## Stated problem A
Answer these questions about the forum thread below, one answer per line, marked to match.
(i) What did rugdnit book back in September, and what did he put down for it?
(ii) Besides listening to cars and meeting DIYMA members, what else did cAsE sEnSiTiVe have at the new shop?
(iii) Which car of Bob's does papasin say sounds very smooth?
─── Extracted text
Did you guys get those C8's in Joeys truck? That's what I am looking forward to.


----------



## [email protected] (Nov 7, 2010)

Rugdnit, *sigh* :-(

I have been working on the other cars and trucks and the shop in general and have not had time to work on my truck. I am just as excited to hear them as you were. I can update you on it when I do get my truck playing. Do you live far?


Sent from my iPhone using Tapatalk


----------



## rugdnit (Dec 24, 2007)

[email protected] said:


> Rugdnit, *sigh* :-(
> 
> I have been working on the other cars and trucks and the shop in general and have not had time to work on my truck. I am just as excited to hear them as you were. I can update you on it when I do get my truck playing. Do you live far?
> 
> ...


I hear ya... I have ZEEERO time for any hobbies. This coupled with your guys attention to detail = appointment at SIS! LOLz. I guess we will just have to see if you guys can fit them. I will have to talk with Bing about the schedule for May. I booked april / may back in sept with a deposit.


----------



## jon w. (Nov 14, 2008)

dear bing and joey,

i know you are probably busy setting up and preparing things, but i wanted to take a minute to congratulate you and send my best wishes for a great grand opening/open house. i wish i could be there to help support and contribute to the event, but other obligations got in the way. hopefully next time. i look forward to reading the post-show report and seeing pictures of other great cars.

jon


----------



## Oliver (Jun 25, 2007)

jon w. said:


> dear bing and joey,
> 
> i wish i could be there to help support and contribute to the event, but other obligations got in the way. hopefully next time. jon


There will only be 1 Grand Opening, shot in the dark !

*Re: Simplicity In Sound's Grand Opening / Open House Event*


----------



## cAsE sEnSiTiVe (Jun 24, 2008)

Big thanks to Bing & Joey for puttin' on a very cool meet and greet at their new shop. Got to listen to some nice cars, meet a few DIYMA members, and have a little pizza.....hard to beat that. Wish I could have stayed longer, but had a great time nonetheless.

With a shop like that, these guys are going to be churning out some serious stuff.

Congrats!!

Bob


----------



## papasin (Jan 24, 2011)

^+1. Bob, your Impala sounds very smooth!


----------



## cAsE sEnSiTiVe (Jun 24, 2008)
──────
## Stated problem B
Pick out every line of the records below that contains the word "horizontal". Case counts.
─── Records supplied
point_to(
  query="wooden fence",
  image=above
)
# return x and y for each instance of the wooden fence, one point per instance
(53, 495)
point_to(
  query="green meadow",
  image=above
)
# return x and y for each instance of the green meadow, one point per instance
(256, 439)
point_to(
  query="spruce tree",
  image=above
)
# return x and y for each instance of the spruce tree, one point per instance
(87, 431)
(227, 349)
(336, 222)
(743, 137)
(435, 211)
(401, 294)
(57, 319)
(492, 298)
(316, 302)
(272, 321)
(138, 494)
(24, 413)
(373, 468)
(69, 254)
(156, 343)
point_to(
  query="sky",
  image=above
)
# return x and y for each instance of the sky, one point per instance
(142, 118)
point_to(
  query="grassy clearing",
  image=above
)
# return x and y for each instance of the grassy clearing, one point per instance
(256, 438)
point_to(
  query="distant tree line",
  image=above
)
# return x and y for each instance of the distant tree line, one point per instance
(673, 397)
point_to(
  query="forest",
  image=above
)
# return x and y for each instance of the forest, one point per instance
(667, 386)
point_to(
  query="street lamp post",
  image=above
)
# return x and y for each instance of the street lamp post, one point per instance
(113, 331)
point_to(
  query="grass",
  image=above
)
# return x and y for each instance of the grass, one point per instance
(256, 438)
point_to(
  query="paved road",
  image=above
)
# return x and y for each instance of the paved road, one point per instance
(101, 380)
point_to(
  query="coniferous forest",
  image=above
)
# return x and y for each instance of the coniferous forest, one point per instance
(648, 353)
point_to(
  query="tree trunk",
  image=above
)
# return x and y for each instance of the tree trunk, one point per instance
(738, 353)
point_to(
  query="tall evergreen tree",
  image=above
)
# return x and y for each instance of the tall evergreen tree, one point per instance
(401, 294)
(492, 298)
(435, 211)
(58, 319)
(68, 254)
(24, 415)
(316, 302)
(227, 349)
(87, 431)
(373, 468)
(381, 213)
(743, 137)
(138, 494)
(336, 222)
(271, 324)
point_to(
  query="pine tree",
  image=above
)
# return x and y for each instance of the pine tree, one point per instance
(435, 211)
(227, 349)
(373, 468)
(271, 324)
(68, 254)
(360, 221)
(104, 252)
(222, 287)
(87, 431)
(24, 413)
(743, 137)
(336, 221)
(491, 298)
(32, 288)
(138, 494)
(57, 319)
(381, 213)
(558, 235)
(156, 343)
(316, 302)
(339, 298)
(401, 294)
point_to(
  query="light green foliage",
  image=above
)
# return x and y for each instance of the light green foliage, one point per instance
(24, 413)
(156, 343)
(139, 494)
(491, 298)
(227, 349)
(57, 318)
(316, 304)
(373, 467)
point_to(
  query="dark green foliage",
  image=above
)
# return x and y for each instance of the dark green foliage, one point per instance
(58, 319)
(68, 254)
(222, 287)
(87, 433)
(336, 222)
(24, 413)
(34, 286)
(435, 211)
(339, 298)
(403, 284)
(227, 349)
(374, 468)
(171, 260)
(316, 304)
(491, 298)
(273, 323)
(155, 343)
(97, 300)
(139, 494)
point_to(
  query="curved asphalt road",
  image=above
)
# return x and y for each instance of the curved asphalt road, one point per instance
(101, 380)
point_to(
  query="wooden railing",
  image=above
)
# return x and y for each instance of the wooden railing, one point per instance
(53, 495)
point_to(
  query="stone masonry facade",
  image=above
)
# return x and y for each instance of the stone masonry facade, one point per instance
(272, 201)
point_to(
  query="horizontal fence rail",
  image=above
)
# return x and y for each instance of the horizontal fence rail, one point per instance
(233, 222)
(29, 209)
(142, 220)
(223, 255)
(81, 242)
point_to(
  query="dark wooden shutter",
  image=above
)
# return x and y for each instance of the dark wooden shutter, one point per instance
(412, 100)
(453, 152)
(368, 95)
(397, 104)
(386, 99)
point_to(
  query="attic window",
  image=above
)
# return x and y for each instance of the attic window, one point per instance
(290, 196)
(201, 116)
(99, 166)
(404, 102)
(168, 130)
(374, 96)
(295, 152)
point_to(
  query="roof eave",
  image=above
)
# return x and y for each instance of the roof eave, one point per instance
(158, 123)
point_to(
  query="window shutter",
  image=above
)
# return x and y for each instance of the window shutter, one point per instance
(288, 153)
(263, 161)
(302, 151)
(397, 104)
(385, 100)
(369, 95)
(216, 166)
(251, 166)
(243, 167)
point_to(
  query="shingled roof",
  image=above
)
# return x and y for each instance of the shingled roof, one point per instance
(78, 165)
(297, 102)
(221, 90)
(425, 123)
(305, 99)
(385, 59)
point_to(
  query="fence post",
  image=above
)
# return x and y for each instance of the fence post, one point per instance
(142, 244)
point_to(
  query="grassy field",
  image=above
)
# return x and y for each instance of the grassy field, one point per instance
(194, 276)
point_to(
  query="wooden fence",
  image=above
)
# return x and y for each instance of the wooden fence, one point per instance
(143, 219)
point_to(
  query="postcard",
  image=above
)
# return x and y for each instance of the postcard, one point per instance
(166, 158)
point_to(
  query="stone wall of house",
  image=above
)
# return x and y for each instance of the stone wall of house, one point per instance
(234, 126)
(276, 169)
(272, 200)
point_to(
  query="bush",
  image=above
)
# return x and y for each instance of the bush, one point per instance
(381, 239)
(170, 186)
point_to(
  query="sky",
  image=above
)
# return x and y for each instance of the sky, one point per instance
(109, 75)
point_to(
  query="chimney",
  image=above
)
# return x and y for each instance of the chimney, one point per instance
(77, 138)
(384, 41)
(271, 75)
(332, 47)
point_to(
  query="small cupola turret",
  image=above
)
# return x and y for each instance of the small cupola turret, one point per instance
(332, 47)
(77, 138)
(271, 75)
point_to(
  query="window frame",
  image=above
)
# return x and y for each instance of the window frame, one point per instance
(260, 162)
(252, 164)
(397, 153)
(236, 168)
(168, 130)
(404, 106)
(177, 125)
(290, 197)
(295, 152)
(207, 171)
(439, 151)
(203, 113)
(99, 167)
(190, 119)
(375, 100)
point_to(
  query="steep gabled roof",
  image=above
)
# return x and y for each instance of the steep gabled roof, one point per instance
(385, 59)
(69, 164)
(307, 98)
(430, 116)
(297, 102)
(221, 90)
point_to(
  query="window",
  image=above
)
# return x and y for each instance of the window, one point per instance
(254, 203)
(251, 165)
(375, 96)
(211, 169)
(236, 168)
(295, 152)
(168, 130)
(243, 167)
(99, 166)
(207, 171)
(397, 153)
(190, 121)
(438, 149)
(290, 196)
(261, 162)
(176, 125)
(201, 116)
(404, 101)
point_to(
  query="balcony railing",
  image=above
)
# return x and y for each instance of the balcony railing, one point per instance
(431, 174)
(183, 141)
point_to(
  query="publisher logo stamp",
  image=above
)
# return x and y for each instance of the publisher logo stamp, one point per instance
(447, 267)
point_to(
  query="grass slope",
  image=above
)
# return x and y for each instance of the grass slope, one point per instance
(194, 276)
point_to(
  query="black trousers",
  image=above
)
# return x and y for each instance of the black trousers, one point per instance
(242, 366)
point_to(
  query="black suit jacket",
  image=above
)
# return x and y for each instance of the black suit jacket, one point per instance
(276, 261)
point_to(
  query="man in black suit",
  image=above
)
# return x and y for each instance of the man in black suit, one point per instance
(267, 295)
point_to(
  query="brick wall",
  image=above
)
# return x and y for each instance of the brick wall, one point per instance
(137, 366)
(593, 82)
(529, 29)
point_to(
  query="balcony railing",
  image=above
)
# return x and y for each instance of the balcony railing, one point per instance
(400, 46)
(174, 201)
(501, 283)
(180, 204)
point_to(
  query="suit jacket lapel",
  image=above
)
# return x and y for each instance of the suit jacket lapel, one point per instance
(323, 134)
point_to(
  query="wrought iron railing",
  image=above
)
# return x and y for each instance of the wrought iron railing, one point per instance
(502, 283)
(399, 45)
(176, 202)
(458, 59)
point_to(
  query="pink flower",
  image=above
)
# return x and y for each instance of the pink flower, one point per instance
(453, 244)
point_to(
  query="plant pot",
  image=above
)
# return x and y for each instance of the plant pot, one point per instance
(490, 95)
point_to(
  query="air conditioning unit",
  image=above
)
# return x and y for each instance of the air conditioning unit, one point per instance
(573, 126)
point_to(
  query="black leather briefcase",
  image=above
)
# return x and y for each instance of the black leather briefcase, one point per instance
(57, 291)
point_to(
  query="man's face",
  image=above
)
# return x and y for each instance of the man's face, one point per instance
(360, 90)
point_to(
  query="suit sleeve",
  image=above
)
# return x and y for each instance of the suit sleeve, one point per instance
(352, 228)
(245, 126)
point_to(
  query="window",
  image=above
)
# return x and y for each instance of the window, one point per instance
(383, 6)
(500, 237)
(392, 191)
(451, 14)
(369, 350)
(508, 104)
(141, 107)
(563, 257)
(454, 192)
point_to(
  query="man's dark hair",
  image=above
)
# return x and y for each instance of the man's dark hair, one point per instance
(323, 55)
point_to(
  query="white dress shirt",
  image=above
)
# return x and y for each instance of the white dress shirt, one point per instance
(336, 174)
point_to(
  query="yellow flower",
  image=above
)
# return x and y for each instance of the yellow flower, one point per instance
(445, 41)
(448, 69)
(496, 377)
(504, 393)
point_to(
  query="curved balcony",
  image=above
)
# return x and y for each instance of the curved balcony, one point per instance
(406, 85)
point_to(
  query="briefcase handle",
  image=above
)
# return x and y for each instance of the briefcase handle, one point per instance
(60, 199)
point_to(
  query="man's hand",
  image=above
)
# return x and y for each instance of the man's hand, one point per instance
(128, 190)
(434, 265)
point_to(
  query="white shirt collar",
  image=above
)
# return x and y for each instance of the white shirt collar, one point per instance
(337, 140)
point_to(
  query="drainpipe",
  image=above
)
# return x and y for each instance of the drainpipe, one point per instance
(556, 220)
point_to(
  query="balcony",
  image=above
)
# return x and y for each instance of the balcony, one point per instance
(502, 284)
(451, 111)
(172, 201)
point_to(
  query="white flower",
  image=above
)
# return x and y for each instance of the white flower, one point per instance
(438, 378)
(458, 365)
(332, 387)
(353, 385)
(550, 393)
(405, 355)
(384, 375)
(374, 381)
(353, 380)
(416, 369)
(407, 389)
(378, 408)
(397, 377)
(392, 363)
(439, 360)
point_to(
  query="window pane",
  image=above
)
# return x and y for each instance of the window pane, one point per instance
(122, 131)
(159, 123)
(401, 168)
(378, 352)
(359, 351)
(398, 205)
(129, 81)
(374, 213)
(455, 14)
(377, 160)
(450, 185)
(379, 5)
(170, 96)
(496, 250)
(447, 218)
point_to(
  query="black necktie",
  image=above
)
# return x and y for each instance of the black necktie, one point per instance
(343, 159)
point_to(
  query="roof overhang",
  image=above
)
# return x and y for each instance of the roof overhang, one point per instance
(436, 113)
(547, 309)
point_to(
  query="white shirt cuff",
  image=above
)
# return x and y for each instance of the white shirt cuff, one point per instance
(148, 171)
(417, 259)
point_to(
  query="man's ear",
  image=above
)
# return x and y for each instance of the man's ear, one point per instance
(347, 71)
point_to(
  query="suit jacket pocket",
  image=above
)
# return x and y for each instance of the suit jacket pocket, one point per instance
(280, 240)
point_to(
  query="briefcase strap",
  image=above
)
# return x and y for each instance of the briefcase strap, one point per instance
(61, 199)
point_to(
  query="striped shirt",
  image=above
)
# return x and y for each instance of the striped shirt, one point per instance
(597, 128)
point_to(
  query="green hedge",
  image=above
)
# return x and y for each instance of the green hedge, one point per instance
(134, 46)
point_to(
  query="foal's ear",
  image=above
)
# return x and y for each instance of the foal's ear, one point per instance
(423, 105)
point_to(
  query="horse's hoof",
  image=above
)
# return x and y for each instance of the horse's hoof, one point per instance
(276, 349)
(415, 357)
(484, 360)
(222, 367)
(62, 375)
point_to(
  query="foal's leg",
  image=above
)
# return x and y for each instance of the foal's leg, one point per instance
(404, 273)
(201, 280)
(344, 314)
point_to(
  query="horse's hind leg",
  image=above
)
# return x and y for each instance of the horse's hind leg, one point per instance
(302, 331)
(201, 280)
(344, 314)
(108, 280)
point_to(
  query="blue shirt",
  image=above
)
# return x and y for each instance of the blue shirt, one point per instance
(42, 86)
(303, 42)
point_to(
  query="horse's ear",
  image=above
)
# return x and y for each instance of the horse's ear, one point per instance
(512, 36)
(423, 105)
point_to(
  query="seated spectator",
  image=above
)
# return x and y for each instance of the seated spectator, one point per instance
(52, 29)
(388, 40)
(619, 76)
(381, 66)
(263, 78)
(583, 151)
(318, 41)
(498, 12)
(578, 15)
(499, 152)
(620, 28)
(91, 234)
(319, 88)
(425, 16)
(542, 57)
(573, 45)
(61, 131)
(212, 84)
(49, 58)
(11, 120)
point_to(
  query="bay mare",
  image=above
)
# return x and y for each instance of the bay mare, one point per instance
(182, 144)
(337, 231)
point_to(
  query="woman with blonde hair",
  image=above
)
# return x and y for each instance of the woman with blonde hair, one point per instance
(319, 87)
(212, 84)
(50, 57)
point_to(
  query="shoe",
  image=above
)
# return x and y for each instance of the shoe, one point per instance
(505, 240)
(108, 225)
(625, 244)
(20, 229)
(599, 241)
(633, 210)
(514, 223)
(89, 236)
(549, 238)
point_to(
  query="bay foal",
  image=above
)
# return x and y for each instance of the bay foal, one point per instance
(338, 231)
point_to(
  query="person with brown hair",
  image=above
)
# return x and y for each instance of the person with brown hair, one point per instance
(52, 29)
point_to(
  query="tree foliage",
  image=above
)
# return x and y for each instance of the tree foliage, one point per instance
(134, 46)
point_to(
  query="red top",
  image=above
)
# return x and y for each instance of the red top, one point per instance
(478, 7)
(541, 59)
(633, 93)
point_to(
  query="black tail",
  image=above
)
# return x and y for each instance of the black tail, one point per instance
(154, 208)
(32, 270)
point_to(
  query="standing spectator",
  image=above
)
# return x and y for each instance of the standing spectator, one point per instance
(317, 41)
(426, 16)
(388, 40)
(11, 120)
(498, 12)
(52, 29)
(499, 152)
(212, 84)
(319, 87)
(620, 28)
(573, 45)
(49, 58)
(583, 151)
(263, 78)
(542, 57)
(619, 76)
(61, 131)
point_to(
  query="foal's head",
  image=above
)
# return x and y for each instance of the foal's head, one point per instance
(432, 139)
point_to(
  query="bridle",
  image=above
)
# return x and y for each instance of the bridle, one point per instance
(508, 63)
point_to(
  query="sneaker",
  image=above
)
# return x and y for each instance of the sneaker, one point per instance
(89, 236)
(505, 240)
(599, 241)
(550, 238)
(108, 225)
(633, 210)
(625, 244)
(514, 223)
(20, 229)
──────
## Full output A
(i) He booked April and May, and he put down a deposit.
(ii) A little pizza.
(iii) His Impala.

## Full output B
  query="horizontal fence rail",
# return x and y for each instance of the horizontal fence rail, one point per instance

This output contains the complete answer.